Start of Records for this exercise
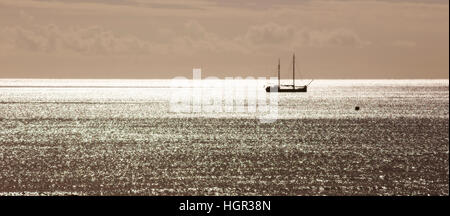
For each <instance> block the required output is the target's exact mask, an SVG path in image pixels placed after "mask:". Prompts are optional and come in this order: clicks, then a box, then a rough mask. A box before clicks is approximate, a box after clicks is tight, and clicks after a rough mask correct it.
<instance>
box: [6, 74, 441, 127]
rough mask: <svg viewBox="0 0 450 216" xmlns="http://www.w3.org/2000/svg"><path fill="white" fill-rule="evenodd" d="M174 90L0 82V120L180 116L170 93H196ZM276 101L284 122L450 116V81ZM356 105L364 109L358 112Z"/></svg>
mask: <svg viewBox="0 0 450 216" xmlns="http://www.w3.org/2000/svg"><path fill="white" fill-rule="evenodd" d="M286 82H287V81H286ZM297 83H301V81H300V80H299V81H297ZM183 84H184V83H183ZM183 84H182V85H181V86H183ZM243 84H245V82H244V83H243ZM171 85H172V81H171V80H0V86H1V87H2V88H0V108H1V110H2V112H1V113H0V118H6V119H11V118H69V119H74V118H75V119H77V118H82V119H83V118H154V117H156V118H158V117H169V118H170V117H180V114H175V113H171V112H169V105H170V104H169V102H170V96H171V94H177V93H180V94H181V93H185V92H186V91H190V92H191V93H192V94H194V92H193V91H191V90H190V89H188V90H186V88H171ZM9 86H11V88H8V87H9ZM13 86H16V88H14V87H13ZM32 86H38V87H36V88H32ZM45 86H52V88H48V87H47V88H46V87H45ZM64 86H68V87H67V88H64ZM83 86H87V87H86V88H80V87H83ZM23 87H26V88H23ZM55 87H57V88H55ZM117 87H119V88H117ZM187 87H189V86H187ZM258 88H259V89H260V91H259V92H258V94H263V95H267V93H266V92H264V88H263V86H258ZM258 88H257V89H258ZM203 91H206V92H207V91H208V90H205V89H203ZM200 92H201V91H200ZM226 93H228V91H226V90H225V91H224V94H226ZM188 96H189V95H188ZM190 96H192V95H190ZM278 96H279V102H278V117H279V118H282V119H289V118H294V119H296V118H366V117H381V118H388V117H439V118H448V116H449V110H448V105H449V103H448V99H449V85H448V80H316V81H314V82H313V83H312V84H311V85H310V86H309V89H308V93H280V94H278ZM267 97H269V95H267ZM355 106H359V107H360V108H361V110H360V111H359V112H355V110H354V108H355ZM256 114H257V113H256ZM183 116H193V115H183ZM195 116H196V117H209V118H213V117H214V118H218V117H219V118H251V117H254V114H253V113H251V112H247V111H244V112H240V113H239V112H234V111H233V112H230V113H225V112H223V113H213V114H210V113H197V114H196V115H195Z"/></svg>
End of Records for this exercise
_What to produce_: Please rewrite every line of the records above as a Markdown table with the columns "Row" and "Line", numbering the rows and skipping blank lines. Omit the pictures from the table.

_Task answer_:
| Row | Line |
|---|---|
| 1 | For each <instance> block the required output is the target's exact mask, an SVG path in image pixels placed after "mask:". Prompts are optional and come in this order: clicks, then a box, then a rough mask. A box before clicks is approximate, a box after clicks is tight, and clicks after a rough mask correct it. |
| 2 | <instance> |
| 3 | box: [6, 74, 441, 127] |
| 4 | rough mask: <svg viewBox="0 0 450 216" xmlns="http://www.w3.org/2000/svg"><path fill="white" fill-rule="evenodd" d="M174 90L0 82V120L180 116L170 93H196ZM276 101L284 122L450 116V81ZM356 105L364 109L358 112Z"/></svg> |
| 5 | mask: <svg viewBox="0 0 450 216" xmlns="http://www.w3.org/2000/svg"><path fill="white" fill-rule="evenodd" d="M286 82H287V81H286ZM297 83H301V81H300V80H299V81H297ZM183 84H184V83H183ZM183 84H182V85H181V86H183ZM243 84H245V82H244V83H243ZM171 85H172V81H171V80H0V86H1V87H2V88H0V108H1V110H2V112H1V113H0V118H6V119H11V118H69V119H74V118H75V119H77V118H82V119H83V118H154V117H156V118H158V117H169V118H170V117H180V114H175V113H171V112H169V105H170V104H169V102H170V96H171V94H177V93H180V94H181V93H185V92H186V91H190V92H191V93H192V94H194V92H193V91H191V90H190V89H188V90H186V88H171ZM9 86H11V88H8V87H9ZM13 86H16V88H14V87H13ZM32 86H38V87H36V88H32ZM45 86H52V88H48V87H47V88H46V87H45ZM64 86H68V87H67V88H64ZM83 86H87V87H86V88H80V87H83ZM23 87H26V88H23ZM55 87H57V88H55ZM117 87H119V88H117ZM187 87H189V86H187ZM258 88H259V89H260V91H259V92H258V94H263V95H267V93H266V92H264V88H263V86H258ZM258 88H257V89H258ZM203 91H206V92H207V91H208V90H205V89H203ZM200 92H201V91H200ZM226 93H228V91H226V90H225V91H224V94H226ZM188 96H189V95H188ZM190 96H192V95H190ZM278 96H279V102H278V117H279V118H282V119H289V118H294V119H296V118H366V117H381V118H388V117H439V118H448V116H449V110H448V105H449V103H448V99H449V85H448V80H316V81H314V82H313V83H312V84H311V85H310V86H309V89H308V93H280V94H278ZM267 97H269V95H267ZM355 106H359V107H360V108H361V110H360V111H359V112H355V110H354V108H355ZM256 114H257V113H256ZM183 116H193V115H183ZM195 116H196V117H209V118H213V117H214V118H218V117H219V118H251V117H254V114H253V113H251V112H247V111H244V112H240V113H239V112H234V111H233V112H230V113H225V112H223V113H213V114H210V113H197V114H196V115H195Z"/></svg> |